_TEXTO PARA LEITURA_
╔══
Pesquisadores alertam para impactos ambientais negativos de parques eólicos
SÃO PAULO, SP (FOLHAPRESS) - Em 2023, o Brasil foi pelo segundo ano consecutivo o terceiro país que mais instalou estruturas eólicas no mundo, atrás apenas de China e Estados Unidos. O que seria motivo para celebrar, porém, vem sendo também um fator de preocupação para muitos pesquisadores nacionais.
Segundo estes estudiosos, a instalação das turbinas tem acompanhado diversos tipos de danos ambientais em estados do Nordeste, região que representa 92% da fonte eólica no país.
Professora do departamento de Geografia e coordenadora do Laboratório de Geoprocessamento e Cartografia Social (Labocart) da Universidade Federal do Ceará, a pesquisadora Adryane Gorayeb defende que os parques eólicos estão causando alterações significativas na paisagem e na vegetação de regiões litorâneas do Ceará, o quinto estado que mais produz energia eólica no país.
Ela realizou estudos de campo em lugares como a praia de Xavier, em Camocim, e também em comunidades como a do Cumbe, em Aracati.
╚══
[Registros armazenados]
╔══
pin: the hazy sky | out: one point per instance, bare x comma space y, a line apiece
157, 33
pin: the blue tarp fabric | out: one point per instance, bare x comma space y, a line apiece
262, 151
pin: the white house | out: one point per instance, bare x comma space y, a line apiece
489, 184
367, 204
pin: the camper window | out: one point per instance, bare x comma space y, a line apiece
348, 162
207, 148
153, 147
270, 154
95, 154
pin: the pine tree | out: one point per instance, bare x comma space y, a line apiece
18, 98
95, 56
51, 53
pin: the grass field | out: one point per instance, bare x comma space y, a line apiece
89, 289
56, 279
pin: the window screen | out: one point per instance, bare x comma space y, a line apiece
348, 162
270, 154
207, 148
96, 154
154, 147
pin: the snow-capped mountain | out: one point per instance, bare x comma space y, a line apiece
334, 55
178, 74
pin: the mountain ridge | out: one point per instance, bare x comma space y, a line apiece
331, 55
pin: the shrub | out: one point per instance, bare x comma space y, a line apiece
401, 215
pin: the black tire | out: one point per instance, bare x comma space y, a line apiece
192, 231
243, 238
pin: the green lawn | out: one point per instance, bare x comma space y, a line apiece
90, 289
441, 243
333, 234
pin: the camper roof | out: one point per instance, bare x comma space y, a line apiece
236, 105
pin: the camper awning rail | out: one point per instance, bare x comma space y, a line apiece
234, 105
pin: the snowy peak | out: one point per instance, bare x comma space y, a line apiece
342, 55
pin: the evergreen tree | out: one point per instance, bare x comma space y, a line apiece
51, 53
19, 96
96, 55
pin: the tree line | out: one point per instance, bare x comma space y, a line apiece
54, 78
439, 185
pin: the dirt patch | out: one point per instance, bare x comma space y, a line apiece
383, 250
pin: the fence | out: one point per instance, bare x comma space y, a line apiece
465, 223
╚══
_CONJUNTO DE EXERCÍCIOS_
- 1) Com base no texto sobre os parques eólicos, explique em uma a três frases por que o avanço da instalação de estruturas eólicas no Brasil preocupa pesquisadores nacionais.
- 2) Prossiga com o texto sobre os impactos ambientais dos parques eólicos a partir do ponto em que ele termina.

_AS RESPOSTAS_
- 1) Segundo esses estudiosos, a instalação das turbinas tem acompanhado diversos tipos de danos ambientais em estados do Nordeste, região que representa 92% da fonte eólica no país. No Ceará, por exemplo, a pesquisadora Adryane Gorayeb defende que os parques eólicos estão causando alterações significativas na paisagem e na vegetação de regiões litorâneas.

- 2)
"Notamos um impacto na alteração de fluxo de sedimentos, o que ocasionou em mudanças morfodinâmicas das praias e das dunas, e também nos lençóis freáticos, chegando até mesmo a extinguir lagoas perenes que eram usadas na agricultura, pesca e lazer", diz Gorayeb.
Segundo a pesquisadora, quando barreiras artificiais impedem o movimento das areias, como acontece com a instalação de torres eólicas, a alteração do fluxo pode criar áreas rebaixadas ou elevadas e intensificar processos erosivos. As consequências disso, notadas em suas pesquisas na costa cearense, são a redução de vegetação e o aumento da temperatura local, além da modificação dos habitat de animais e da flora, causando prejuízo à biodiversidade.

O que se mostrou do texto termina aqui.